## PROBLEM REQUIREMENTS
Translate this sentence from the Geelong election text into Spanish: "Elections were held for the City of Greater Geelong council in Australia on 27 October 2012."

-- Start of TEXT EXCERPT --

City of Greater Geelong Council Elections, 2012
- Turnout: 76.29%
| Candidate | Keith Fagg | John Mitchell |
| Party | Independent | Labor |
| Popular vote | 54,425 | 17,448 |
| Percentage | 43.28% | 13.88% |
| Mayor before election John Mitchell Labor | Elected mayor Keith Fagg Independent |

= 2012 Greater Geelong City Council election =

Elections were held for the City of Greater Geelong council in Australia on 27 October 2012. In addition to electing a new 12 member council, Geelong also directly elected its first Mayor. Independent candidate Keith Fagg won the election convincingly, winning 43.28% of the primary vote. Then-mayor Labor aligned John Mitchell won 13.88% of the vote.

== Background ==
As part of an election pledge, the Victorian state government made good on their promise to give Geelong residents the ability to directly elect their next mayor, with the bill passing through the Victorian upper-house on 9 February 2012.

-- End of TEXT EXCERPT --
-- Start of DATASET --

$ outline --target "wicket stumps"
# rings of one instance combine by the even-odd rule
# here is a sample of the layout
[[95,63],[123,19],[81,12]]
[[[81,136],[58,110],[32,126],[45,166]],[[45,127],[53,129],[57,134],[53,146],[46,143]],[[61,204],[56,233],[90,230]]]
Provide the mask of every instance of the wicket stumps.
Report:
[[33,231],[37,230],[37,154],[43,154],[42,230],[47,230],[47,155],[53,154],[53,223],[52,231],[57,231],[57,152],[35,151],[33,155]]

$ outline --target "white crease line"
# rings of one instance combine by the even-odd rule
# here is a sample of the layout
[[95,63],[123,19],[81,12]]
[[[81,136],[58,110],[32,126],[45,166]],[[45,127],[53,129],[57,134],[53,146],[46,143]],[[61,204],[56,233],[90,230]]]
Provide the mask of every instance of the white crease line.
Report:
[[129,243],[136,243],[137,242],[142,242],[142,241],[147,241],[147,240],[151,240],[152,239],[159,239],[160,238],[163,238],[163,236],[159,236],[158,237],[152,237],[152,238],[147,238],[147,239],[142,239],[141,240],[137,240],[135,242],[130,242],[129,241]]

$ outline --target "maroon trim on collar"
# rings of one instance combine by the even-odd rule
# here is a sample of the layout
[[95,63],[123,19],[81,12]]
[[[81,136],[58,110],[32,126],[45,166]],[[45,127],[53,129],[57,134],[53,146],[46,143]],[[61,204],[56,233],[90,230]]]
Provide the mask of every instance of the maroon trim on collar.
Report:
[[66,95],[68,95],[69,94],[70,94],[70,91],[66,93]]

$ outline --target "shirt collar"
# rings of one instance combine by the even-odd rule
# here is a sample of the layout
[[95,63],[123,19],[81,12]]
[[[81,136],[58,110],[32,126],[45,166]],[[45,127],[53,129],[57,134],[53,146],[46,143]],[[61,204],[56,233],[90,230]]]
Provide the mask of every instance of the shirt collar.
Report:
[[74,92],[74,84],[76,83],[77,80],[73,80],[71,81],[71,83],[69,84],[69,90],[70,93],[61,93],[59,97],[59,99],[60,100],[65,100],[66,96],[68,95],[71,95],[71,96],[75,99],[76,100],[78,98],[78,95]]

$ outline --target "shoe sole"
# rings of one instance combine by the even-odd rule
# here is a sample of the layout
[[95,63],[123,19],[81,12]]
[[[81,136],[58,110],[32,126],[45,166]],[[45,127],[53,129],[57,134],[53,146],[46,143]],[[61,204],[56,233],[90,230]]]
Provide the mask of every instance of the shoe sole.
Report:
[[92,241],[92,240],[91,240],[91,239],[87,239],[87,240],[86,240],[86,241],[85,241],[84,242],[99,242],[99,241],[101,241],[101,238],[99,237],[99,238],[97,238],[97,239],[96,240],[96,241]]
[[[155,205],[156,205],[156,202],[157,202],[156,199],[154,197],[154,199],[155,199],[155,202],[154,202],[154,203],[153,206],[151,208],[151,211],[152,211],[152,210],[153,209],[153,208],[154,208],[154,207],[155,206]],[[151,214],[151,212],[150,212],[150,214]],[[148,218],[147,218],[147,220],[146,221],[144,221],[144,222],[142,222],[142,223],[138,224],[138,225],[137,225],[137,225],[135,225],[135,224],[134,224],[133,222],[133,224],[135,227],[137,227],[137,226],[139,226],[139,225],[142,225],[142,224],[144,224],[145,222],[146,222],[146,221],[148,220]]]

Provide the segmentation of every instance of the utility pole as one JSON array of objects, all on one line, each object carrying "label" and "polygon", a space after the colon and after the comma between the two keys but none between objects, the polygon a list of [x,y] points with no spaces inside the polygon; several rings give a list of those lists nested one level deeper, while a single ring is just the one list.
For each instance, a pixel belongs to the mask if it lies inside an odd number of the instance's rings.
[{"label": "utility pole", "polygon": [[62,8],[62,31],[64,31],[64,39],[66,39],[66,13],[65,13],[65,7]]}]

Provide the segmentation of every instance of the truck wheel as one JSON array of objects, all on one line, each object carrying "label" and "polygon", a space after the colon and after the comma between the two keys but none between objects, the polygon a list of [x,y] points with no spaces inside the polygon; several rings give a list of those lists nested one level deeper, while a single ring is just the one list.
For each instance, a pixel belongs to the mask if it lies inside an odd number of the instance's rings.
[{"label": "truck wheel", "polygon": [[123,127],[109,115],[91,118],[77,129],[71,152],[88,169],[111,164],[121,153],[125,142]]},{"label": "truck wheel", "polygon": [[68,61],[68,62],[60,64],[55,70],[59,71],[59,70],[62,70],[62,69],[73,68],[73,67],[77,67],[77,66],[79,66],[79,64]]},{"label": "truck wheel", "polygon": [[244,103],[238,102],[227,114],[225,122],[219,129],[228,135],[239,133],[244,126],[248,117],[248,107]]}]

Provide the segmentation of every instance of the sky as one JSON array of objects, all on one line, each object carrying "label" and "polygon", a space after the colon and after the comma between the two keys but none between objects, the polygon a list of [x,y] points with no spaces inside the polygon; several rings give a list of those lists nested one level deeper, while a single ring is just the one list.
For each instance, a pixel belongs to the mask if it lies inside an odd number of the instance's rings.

-- End of DATASET --

## TASK OUTPUT
Las elecciones para el concejo de la Ciudad de Greater Geelong, en Australia, se celebraron el 27 de octubre de 2012.